** BRIEF 1 **
Copy the passage of the talc verdict article from "While talc is" up to and including "by J&J’s brand.".
** BRIEF 2 **
In the talc verdict article, rewrite the paragraph beginning "While talc is found in a variety" as a short bulleted list that keeps its main facts.

** GIVEN TEXT **
>>>

In a first of its kind decision, a St. Louis jury not only found that evidence indicated that Johnson & Johnson talcum powder caused a woman’s fatal ovarian cancer but also that the company knew about the possible dangers associated with its use. The jury found that Johnson & Johnson completely failed to act on this information and was ordered to pay some $72 million in damages as a result.
$10 million of the award was in compensation to the woman’s family. The remaining $62 million was doled out as punishment after the jury used internal J&J documents to determine that the corporation knew about a possible link between cancer and its talc-based product line for decades and did nothing about it.
Johnson & Johnson continues to manufacture talc-based products and insists that it is a safe ingredient, despite switching their baby powder products to a cornstarch base back in the 1970s.
At issue in the St. Louis case was the victim’s use of talc powder as a feminine hygiene product – something Johnson & Johnson had marketed since the late 80s. Readers may remember the “Shower to Shower” product line because of the “sprinkle a day keeps odor away” advertisements.
While talc is found in a variety of other consumer products ranging from building materials to balloons, baby powder is a huge market for the substance; estimated to be an $18.8 million market in the US alone. Close to 20% of the US market is dominated by J&J’s brand.
Knowing their market position and the dangers posed to the public by such wide use of the ingredient, the fact that Johnson & Johnson chose to try to hide the dangers of talc is especially disturbing. As St. Louis jury foreman Krista Smith explains, “It was really clear they [Johnson & Johnson] were hiding something. All they had to do was put a warning label on [the product].”
Talc powder’s link to ovarian cancer is a rapidly evolving story and one that Lopez McHugh is keeping a close eye on. As more and more cases revolve around the use of talc in the feminine hygiene market, Johnson & Johnson’s public deception may play a more central role. Victims and their families deserve, and should demand, justice if such a deception occurred.

<<<

** PROVIDED RECORDS **
>>>

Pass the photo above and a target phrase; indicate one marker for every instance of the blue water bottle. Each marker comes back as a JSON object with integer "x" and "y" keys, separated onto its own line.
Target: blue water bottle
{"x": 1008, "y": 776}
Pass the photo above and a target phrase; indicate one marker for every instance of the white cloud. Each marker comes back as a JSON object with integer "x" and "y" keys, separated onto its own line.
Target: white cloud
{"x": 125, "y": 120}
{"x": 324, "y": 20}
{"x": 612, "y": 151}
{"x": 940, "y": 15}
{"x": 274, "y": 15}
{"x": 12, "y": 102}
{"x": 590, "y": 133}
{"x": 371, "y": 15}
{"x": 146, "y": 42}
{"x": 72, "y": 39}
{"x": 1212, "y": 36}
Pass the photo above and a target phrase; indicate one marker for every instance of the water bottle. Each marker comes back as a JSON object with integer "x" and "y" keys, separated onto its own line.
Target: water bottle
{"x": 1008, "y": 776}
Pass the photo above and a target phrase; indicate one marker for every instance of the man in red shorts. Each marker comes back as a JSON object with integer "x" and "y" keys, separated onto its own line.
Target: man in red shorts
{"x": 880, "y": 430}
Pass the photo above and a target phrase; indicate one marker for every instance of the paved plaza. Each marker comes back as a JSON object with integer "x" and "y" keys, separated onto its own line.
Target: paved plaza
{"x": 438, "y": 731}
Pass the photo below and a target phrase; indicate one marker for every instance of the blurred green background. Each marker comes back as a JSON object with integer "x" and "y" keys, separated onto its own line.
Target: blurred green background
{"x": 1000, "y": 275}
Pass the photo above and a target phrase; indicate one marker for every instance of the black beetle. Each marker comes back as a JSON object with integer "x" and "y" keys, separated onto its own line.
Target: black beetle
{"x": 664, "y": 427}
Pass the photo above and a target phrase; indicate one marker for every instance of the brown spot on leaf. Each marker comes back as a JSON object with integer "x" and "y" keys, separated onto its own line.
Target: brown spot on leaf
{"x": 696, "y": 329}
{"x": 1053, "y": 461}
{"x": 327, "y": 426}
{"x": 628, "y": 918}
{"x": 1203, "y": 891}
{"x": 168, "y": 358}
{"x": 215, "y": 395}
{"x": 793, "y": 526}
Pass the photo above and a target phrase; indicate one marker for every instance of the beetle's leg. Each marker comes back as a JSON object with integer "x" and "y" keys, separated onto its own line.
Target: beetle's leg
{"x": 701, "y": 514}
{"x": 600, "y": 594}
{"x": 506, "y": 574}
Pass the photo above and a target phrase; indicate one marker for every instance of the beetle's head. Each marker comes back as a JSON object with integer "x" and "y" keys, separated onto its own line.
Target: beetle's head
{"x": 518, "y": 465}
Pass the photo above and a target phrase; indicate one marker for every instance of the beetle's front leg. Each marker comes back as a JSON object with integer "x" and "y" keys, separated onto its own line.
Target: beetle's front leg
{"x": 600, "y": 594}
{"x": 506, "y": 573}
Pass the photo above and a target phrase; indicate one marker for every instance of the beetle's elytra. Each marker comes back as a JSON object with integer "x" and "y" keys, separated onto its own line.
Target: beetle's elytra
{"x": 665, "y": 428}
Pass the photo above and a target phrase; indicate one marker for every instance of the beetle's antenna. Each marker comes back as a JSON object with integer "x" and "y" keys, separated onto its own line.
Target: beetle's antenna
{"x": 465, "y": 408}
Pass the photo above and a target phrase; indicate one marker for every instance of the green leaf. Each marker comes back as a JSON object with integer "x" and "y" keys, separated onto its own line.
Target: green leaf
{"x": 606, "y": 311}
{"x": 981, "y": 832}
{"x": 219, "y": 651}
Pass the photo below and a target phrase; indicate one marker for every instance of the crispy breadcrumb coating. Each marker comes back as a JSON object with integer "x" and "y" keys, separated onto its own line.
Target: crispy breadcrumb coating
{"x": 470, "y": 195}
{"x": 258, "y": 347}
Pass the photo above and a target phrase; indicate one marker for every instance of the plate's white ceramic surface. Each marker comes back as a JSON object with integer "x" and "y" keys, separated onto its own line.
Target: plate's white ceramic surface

<<<

** ANSWER SECTION 1 **
While talc is found in a variety of other consumer products ranging from building materials to balloons, baby powder is a huge market for the substance; estimated to be an $18.8 million market in the US alone. Close to 20% of the US market is dominated by J&J’s brand.

** ANSWER SECTION 2 **
- Talc appears in many consumer products, from building materials to balloons.
- Baby powder is a huge market for talc, estimated at $18.8 million in the US alone.
- J&J's brand dominates close to 20% of the US market.